**Task list:**
A - According to the Ebola article, how many of Thomas Eric Duncan's close family members were ordered to stay home in isolation?
B - Please summarize the Ebola article in two sentences.
[Supplied passage]
Ebola update: 80 people in Dallas may have been exposed to the virus

Texas health officials are scrambling to identify and isolate anyone who may have come in contact with the disease

Published October 2, 2014 2:04PM (EDT)

Scanning electron microscopic image of Ebola virions                                                         (Public Library of Science)
Scanning electron microscopic image of Ebola virions (Public Library of Science)

The first Ebola patient to develop symptoms of the disease in the United States, Thomas Eric Duncan, is in "serious but stable condition" at Texas Health Presbyterian Hospital, while officials scramble to identify and isolate the people he may have come into contact with during the two days between which he developed a fever and was readmitted to the hospital.

Out of an "abundance of caution," Texas and Dallas county officials ordered four of Duncan's close family members to remain home in isolation at least through October 19, and to provide blood samples for monitoring purposes. More than 80 others who came into contact with Duncan are being monitored for symptoms of the virus as well. "We have tried and true protocols to protect the public and stop the spread of this disease," said David Lakey, Texas's health commissioner. Among those: keeping a close watch on potential patients, a system easier to pull off in the U.S. than in West Africa, where 7,178 cases and 3,338 deaths in five countries have been attributed to the virus since December.

The Department of Health and Human Services is in "advanced discussions" to up the production of Zmapp, the experimental drug given to two American aid workers this summer. The New York Times reports that federal officials, along with the Bill & Melinda Gates Foundation and the Wellcome Trust, are enlisting the help of multiple manufacturers to safely develop the drug. There's been limited testing to determine its effectiveness, however, and at best, only a few hundred or thousand treatment courses will likely be available by early next year -- not nearly enough as would be needed if the epidemic isn't contained.

West Africa, which remains woefully unprepared for the scale of the outbreak. The New York Times has this stomach-churning report from a hospital in one of Sierra Leone's largest cities:

“Where’s the corpse?” the burial-team worker shouted, kicking open the door of the isolation ward at the government hospital here. The body was right in front of him, a solidly built young man sprawled out on the floor all night, his right hand twisted in an awkward clench.
[/Supplied passage]
[Data records]
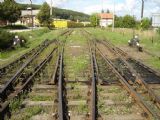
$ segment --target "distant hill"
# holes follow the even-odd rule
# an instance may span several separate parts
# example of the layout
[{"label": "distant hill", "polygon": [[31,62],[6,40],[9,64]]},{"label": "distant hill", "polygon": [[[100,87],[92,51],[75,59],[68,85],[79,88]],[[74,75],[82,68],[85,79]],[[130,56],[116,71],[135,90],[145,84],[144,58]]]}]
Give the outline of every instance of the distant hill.
[{"label": "distant hill", "polygon": [[[21,10],[26,10],[30,7],[30,4],[19,4]],[[40,9],[41,5],[32,5],[33,9]],[[60,19],[69,19],[76,21],[89,21],[89,15],[81,12],[76,12],[72,10],[66,10],[61,8],[53,8],[53,16]]]}]

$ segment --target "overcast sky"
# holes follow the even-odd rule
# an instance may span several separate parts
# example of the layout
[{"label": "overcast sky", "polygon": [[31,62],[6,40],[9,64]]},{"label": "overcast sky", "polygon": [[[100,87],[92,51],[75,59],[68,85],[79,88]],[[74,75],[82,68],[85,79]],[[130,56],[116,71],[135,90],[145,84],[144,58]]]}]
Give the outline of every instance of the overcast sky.
[{"label": "overcast sky", "polygon": [[[16,0],[21,3],[29,3],[30,0]],[[35,4],[42,4],[51,0],[32,0]],[[52,0],[53,6],[92,14],[104,10],[114,10],[114,0]],[[160,12],[160,0],[145,0],[144,16],[151,17],[152,13]],[[115,0],[115,12],[117,15],[135,15],[140,18],[141,0]]]}]

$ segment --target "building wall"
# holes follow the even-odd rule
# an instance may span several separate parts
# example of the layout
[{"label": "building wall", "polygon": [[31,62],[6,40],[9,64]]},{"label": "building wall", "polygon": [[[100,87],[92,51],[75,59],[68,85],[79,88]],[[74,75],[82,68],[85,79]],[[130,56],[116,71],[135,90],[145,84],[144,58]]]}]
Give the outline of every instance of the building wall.
[{"label": "building wall", "polygon": [[107,27],[113,23],[112,19],[101,19],[100,20],[100,26],[101,27]]},{"label": "building wall", "polygon": [[54,20],[53,24],[55,28],[67,28],[68,27],[68,21],[66,20]]}]

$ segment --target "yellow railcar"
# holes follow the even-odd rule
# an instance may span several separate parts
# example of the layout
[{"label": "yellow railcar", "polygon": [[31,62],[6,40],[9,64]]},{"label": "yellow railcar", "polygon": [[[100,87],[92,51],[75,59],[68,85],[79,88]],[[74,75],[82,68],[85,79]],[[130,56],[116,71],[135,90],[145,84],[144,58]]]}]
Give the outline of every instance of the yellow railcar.
[{"label": "yellow railcar", "polygon": [[68,27],[68,22],[67,20],[54,20],[53,25],[55,28],[67,28]]},{"label": "yellow railcar", "polygon": [[77,23],[69,20],[56,19],[53,21],[55,28],[75,28],[75,27],[84,27],[82,23]]}]

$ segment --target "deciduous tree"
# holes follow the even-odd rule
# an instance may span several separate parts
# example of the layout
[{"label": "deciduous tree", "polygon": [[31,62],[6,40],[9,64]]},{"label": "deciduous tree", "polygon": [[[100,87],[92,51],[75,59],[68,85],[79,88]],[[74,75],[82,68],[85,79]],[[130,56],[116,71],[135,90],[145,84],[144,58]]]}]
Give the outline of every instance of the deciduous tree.
[{"label": "deciduous tree", "polygon": [[51,19],[50,19],[50,7],[47,4],[47,2],[44,2],[40,12],[37,15],[38,20],[41,24],[43,24],[44,26],[49,26]]},{"label": "deciduous tree", "polygon": [[1,3],[1,19],[9,21],[10,23],[16,22],[21,15],[19,5],[14,0],[4,0]]}]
[/Data records]
**Results for the exercise:**
A - Four of his close family members.

B - Thomas Eric Duncan, the first Ebola patient in the United States to develop symptoms, is in serious but stable condition at Texas Health Presbyterian Hospital. Texas and Dallas County officials have ordered four of his close family members into home isolation and are monitoring more than 80 others who came into contact with him, while federal officials work to increase production of the experimental drug Zmapp, which has had limited testing and will likely be in short supply.